> O QUE FAZER: Renomeie "coluna" como "expedição" ao transcrever tudo desde "E, falando em" até "e pela fome." no trecho fornecido.

> TRECHO FORNECIDO:
A prosa do livro Iracema é poética e paira até hoje sobre a Lagoa de Parangaba onde a índia costumava mergulhar: “Um dia, ao pino do sol, ela repousava em um claro da floresta. Banhava-lhe o corpo a sombra da oiticica, mais fresca do que o orvalho da noite. Os ramos da acácia silvestre esparziam flores sobre os úmidos cabelos.”
E, falando em romantismo, chegamos ao escritor e militar, Alfredo d’ Escragnolle Taunay, o futuro Visconde de Taunay (1843-1899). Taunay escreveu o diário de guerra Retirada da Laguna. Havia participado da Guerra do Paraguai e do épico episódio da retirada. Conduzidos pelo Coronel Camisão, a coluna brasileira chegou até Laguna, no Paraguai. Sem víveres para o sustento da tropa e afetada pela epidemia da cólera, a coluna foi forçada a retirar, alcançando finalmente as margens do Rio Aquidauana, no sul de Mato Grosso, com apenas alguns homens alquebrados pela doença e pela fome.
Taunay apaixonou-se então por uma índia da etnia chané, chamada Antônia. Seus cabelos negros guardavam os segredos das noites entre os morros. Ela se perfumava com folhas de laranja e funcho macerado e sabia pronunciar o nome francês dele enquanto o acariciava: “_ Taunay, Toné.”

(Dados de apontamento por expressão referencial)

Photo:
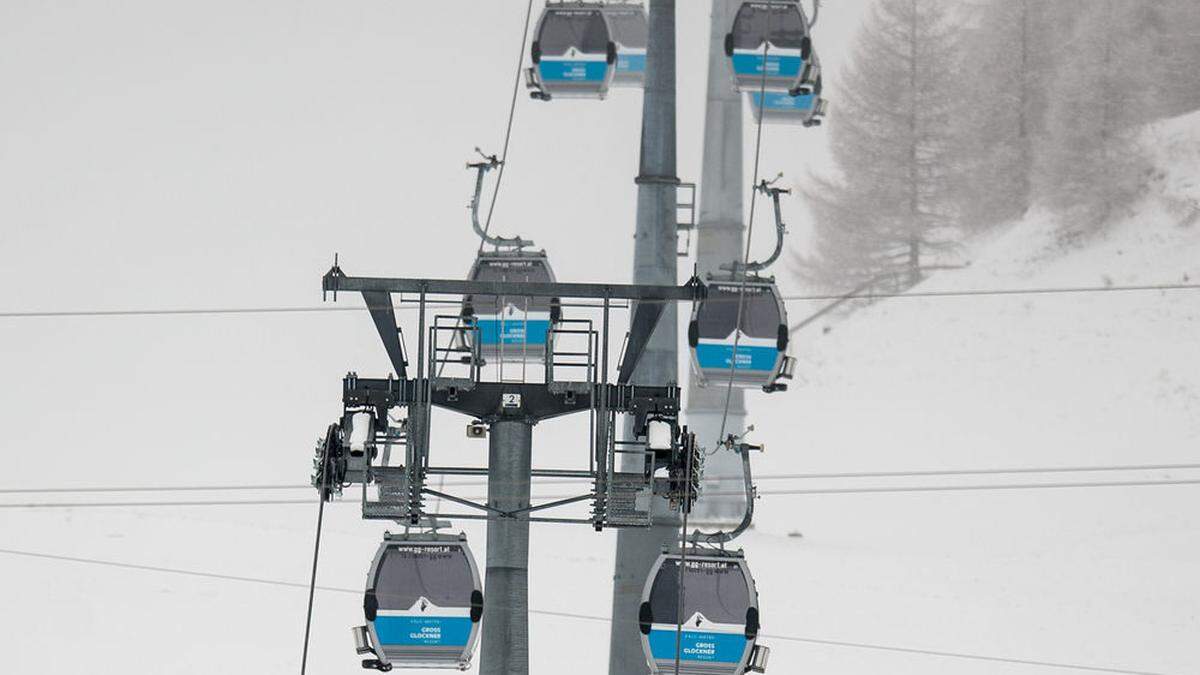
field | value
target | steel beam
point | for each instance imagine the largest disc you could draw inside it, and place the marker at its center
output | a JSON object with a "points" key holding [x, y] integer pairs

> RESULTADO ABAIXO:
E, falando em romantismo, chegamos ao escritor e militar, Alfredo d’ Escragnolle Taunay, o futuro Visconde de Taunay (1843-1899). Taunay escreveu o diário de guerra Retirada da Laguna. Havia participado da Guerra do Paraguai e do épico episódio da retirada. Conduzidos pelo Coronel Camisão, a expedição brasileira chegou até Laguna, no Paraguai. Sem víveres para o sustento da tropa e afetada pela epidemia da cólera, a expedição foi forçada a retirar, alcançando finalmente as margens do Rio Aquidauana, no sul de Mato Grosso, com apenas alguns homens alquebrados pela doença e pela fome.